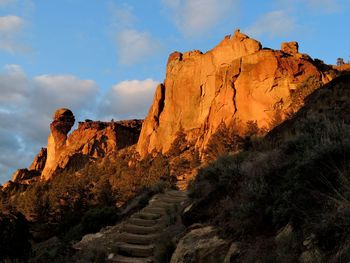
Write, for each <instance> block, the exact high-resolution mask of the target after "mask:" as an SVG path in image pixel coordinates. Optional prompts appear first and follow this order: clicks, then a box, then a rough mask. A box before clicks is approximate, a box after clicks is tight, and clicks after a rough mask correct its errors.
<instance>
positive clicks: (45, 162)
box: [29, 148, 47, 172]
mask: <svg viewBox="0 0 350 263" xmlns="http://www.w3.org/2000/svg"><path fill="white" fill-rule="evenodd" d="M46 158H47V149H46V148H41V150H40V152H39V153H38V155H37V156H36V157H35V159H34V161H33V163H32V164H31V165H30V167H29V170H36V171H39V172H41V171H42V170H43V169H44V167H45V164H46Z"/></svg>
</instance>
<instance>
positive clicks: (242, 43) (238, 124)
mask: <svg viewBox="0 0 350 263" xmlns="http://www.w3.org/2000/svg"><path fill="white" fill-rule="evenodd" d="M310 76H313V77H314V78H316V79H318V80H324V81H328V79H327V78H324V76H325V74H324V72H322V71H321V70H320V69H319V68H318V67H317V66H316V63H315V62H314V61H313V60H312V59H311V58H310V57H309V56H307V55H303V54H300V53H298V44H297V43H296V42H290V43H284V44H283V45H282V51H279V50H271V49H263V48H261V44H260V43H259V42H258V41H256V40H254V39H251V38H249V37H248V36H246V35H244V34H242V33H241V32H240V31H239V30H237V31H236V32H235V33H234V35H233V36H232V37H230V36H227V37H225V39H224V40H223V41H222V42H221V43H220V44H219V45H218V46H216V47H215V48H214V49H212V50H210V51H208V52H206V53H204V54H203V53H202V52H200V51H197V50H196V51H191V52H185V53H180V52H174V53H173V54H171V55H170V56H169V59H168V64H167V70H166V79H165V81H164V83H163V84H160V85H159V86H158V88H157V90H156V94H155V97H154V101H153V104H152V106H151V108H150V111H149V113H148V115H147V118H146V119H145V122H144V125H143V127H142V131H141V135H140V139H139V141H138V145H137V151H138V152H139V153H140V154H141V156H145V155H147V154H149V153H152V152H153V151H156V152H163V153H165V152H167V151H168V150H169V149H170V147H171V144H172V142H173V141H174V140H175V138H176V137H177V134H178V133H179V132H180V131H181V132H184V133H185V134H186V138H187V140H189V141H192V142H194V143H195V145H196V147H197V148H198V149H199V150H200V151H202V150H203V149H205V147H206V145H207V144H208V142H209V139H210V137H211V136H212V135H213V134H214V133H215V132H216V131H217V130H218V127H219V126H220V125H223V124H224V125H225V126H226V127H228V126H231V127H232V126H235V129H236V130H237V133H238V134H240V135H244V134H245V133H246V132H247V129H248V126H247V122H249V121H254V122H255V121H256V123H257V125H258V127H259V128H261V129H262V130H269V129H270V128H271V127H272V126H273V125H274V124H275V122H276V120H277V119H278V120H279V121H282V120H283V119H285V118H286V116H287V114H290V109H289V106H290V104H291V94H292V93H293V91H294V90H295V89H296V88H297V86H298V85H299V84H300V83H302V82H303V81H305V80H306V79H308V78H309V77H310Z"/></svg>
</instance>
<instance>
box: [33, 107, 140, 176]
mask: <svg viewBox="0 0 350 263" xmlns="http://www.w3.org/2000/svg"><path fill="white" fill-rule="evenodd" d="M74 121H75V118H74V115H73V113H72V112H71V111H70V110H68V109H59V110H57V111H56V112H55V114H54V120H53V122H52V123H51V125H50V128H51V134H50V135H49V138H48V143H47V159H46V163H45V167H44V169H43V171H42V174H41V179H43V180H48V179H50V178H52V176H53V175H54V174H56V173H59V172H61V171H62V170H67V169H70V170H71V171H75V170H78V169H80V168H82V167H84V165H86V164H87V163H88V162H89V161H93V160H96V159H97V158H102V157H105V156H107V155H108V154H111V153H113V152H116V151H118V150H120V149H123V148H125V147H128V146H130V145H133V144H135V143H136V142H137V140H138V138H139V134H140V130H141V125H142V121H141V120H127V121H111V122H101V121H91V120H86V121H85V122H79V125H78V128H77V129H76V130H74V131H73V132H72V133H71V134H70V135H69V136H68V135H67V134H68V132H69V131H70V129H71V128H72V126H73V125H74ZM39 155H40V154H39ZM39 155H38V156H39ZM37 158H38V157H37ZM42 162H44V160H42ZM33 165H34V166H36V167H38V168H40V167H41V165H40V164H39V163H38V162H36V161H34V162H33V164H32V166H33Z"/></svg>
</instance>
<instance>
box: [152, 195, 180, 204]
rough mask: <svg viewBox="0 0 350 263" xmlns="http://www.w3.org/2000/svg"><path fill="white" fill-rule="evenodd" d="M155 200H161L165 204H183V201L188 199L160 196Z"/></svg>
mask: <svg viewBox="0 0 350 263" xmlns="http://www.w3.org/2000/svg"><path fill="white" fill-rule="evenodd" d="M155 200H159V201H162V202H165V203H181V202H183V201H185V200H186V198H183V197H174V196H170V195H165V194H164V195H162V196H158V197H156V199H155Z"/></svg>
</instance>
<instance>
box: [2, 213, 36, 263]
mask: <svg viewBox="0 0 350 263" xmlns="http://www.w3.org/2000/svg"><path fill="white" fill-rule="evenodd" d="M0 233H1V239H0V261H1V262H3V261H5V260H7V259H11V258H18V259H21V260H24V259H27V258H28V257H29V256H30V253H31V245H30V243H29V226H28V222H27V220H26V219H25V217H24V216H23V215H22V214H21V213H19V212H15V211H4V212H0Z"/></svg>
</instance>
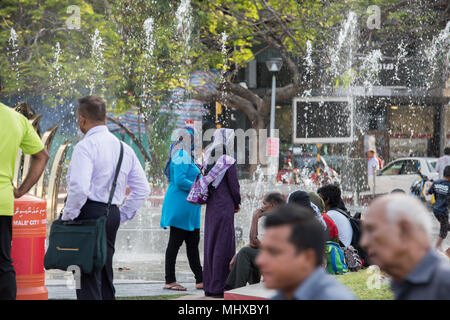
★ ★ ★ ★ ★ ★ ★
What you need to do:
Reproduce all the records verbatim, excluding images.

Finished task:
Write, for each <instance> block, the exact high-resolution mask of the target after "mask:" as an SVG path in image pixel coordinates. Optional prompts appear first and follow this order: clicks, then a box, then a rough mask. A box before clicks is approximate, a box after clicks is tight, and clicks after a rough mask correct its errors.
<instance>
positive clicks: (45, 162)
box: [29, 148, 47, 172]
mask: <svg viewBox="0 0 350 263" xmlns="http://www.w3.org/2000/svg"><path fill="white" fill-rule="evenodd" d="M46 158H47V149H46V148H41V150H40V152H39V153H38V155H37V156H36V157H35V159H34V161H33V163H32V164H31V165H30V167H29V170H36V171H39V172H41V171H42V170H43V169H44V167H45V164H46Z"/></svg>
</instance>
<instance>
positive clicks: (242, 43) (238, 124)
mask: <svg viewBox="0 0 350 263" xmlns="http://www.w3.org/2000/svg"><path fill="white" fill-rule="evenodd" d="M310 76H313V77H314V78H316V79H318V80H324V81H328V79H327V78H324V76H325V74H324V72H322V71H321V70H320V69H319V68H318V67H317V66H316V63H315V62H314V61H313V60H312V59H311V58H310V57H309V56H307V55H303V54H300V53H298V44H297V43H296V42H290V43H284V44H283V45H282V51H279V50H271V49H263V48H261V44H260V43H259V42H258V41H256V40H254V39H251V38H249V37H248V36H246V35H244V34H242V33H241V32H240V31H239V30H237V31H236V32H235V33H234V35H233V36H232V37H230V36H227V37H225V39H224V40H223V41H222V42H221V43H220V44H219V45H218V46H216V47H215V48H214V49H212V50H210V51H208V52H206V53H204V54H203V53H202V52H200V51H197V50H196V51H191V52H185V53H180V52H174V53H173V54H171V55H170V56H169V59H168V64H167V70H166V79H165V81H164V83H163V84H160V85H159V86H158V88H157V90H156V94H155V97H154V101H153V104H152V106H151V108H150V111H149V113H148V115H147V118H146V119H145V122H144V125H143V127H142V131H141V135H140V139H139V141H138V145H137V151H138V152H139V153H140V154H141V156H145V155H147V154H149V153H152V152H153V151H156V152H163V153H165V152H167V151H168V150H169V149H170V147H171V144H172V142H173V141H174V140H175V138H176V137H177V134H178V133H179V132H180V131H181V132H184V133H185V134H186V138H187V140H189V141H192V142H194V143H195V145H196V147H197V148H198V149H199V150H200V151H202V150H203V149H205V147H206V145H207V144H208V142H209V139H210V137H211V136H212V135H213V134H214V133H215V132H216V131H217V130H218V127H219V126H220V125H223V124H224V125H225V126H226V127H228V126H231V127H232V126H235V129H236V130H237V133H238V134H240V135H244V134H245V133H246V132H247V129H248V126H247V122H249V121H254V122H255V121H256V123H257V125H258V127H259V128H261V129H262V130H269V129H270V128H271V127H272V126H273V125H274V124H275V122H276V120H277V119H278V120H279V121H282V120H283V119H285V118H286V116H287V114H290V109H289V106H290V104H291V94H292V93H293V91H294V90H295V89H296V88H297V86H298V85H299V84H300V83H302V82H303V81H305V80H306V79H308V78H309V77H310Z"/></svg>
</instance>
<instance>
box: [33, 107, 140, 176]
mask: <svg viewBox="0 0 350 263" xmlns="http://www.w3.org/2000/svg"><path fill="white" fill-rule="evenodd" d="M74 121H75V118H74V115H73V113H72V112H71V111H70V110H68V109H59V110H57V111H56V112H55V114H54V120H53V122H52V123H51V125H50V128H51V134H50V135H49V138H48V143H47V159H46V163H45V167H44V169H43V171H42V174H41V179H43V180H48V179H50V178H52V176H53V175H54V174H56V173H59V172H61V171H62V170H67V169H70V170H71V171H75V170H78V169H80V168H82V167H84V165H86V164H87V163H88V162H89V161H93V160H96V159H97V158H102V157H105V156H107V155H108V154H111V153H113V152H116V151H118V150H120V149H123V148H125V147H128V146H130V145H133V144H135V143H136V142H137V140H138V138H139V134H140V130H141V125H142V121H141V120H127V121H111V122H101V121H91V120H86V121H85V122H79V125H78V128H77V129H76V130H74V131H73V132H72V133H71V134H70V135H69V136H68V135H67V134H68V132H69V131H70V129H71V128H72V126H73V125H74ZM39 155H40V154H39ZM39 155H38V156H39ZM37 158H38V157H37ZM42 162H44V160H42ZM33 165H34V166H36V167H38V168H40V167H41V165H40V164H39V163H38V162H36V161H34V162H33V164H32V166H33Z"/></svg>
</instance>
<instance>
box: [152, 195, 180, 204]
rough mask: <svg viewBox="0 0 350 263" xmlns="http://www.w3.org/2000/svg"><path fill="white" fill-rule="evenodd" d="M155 200H161L165 204H183V201L188 199L160 196Z"/></svg>
mask: <svg viewBox="0 0 350 263" xmlns="http://www.w3.org/2000/svg"><path fill="white" fill-rule="evenodd" d="M155 200H159V201H162V202H165V203H181V202H183V201H185V200H186V198H183V197H174V196H170V195H165V194H164V195H162V196H158V197H156V199H155Z"/></svg>
</instance>
<instance>
box: [2, 213, 36, 263]
mask: <svg viewBox="0 0 350 263" xmlns="http://www.w3.org/2000/svg"><path fill="white" fill-rule="evenodd" d="M0 233H1V239H0V261H1V262H3V261H5V260H7V259H11V258H18V259H21V260H24V259H27V258H28V257H29V256H30V253H31V245H30V243H29V226H28V222H27V220H26V219H25V217H24V216H23V215H22V214H21V213H19V212H15V211H4V212H0Z"/></svg>
</instance>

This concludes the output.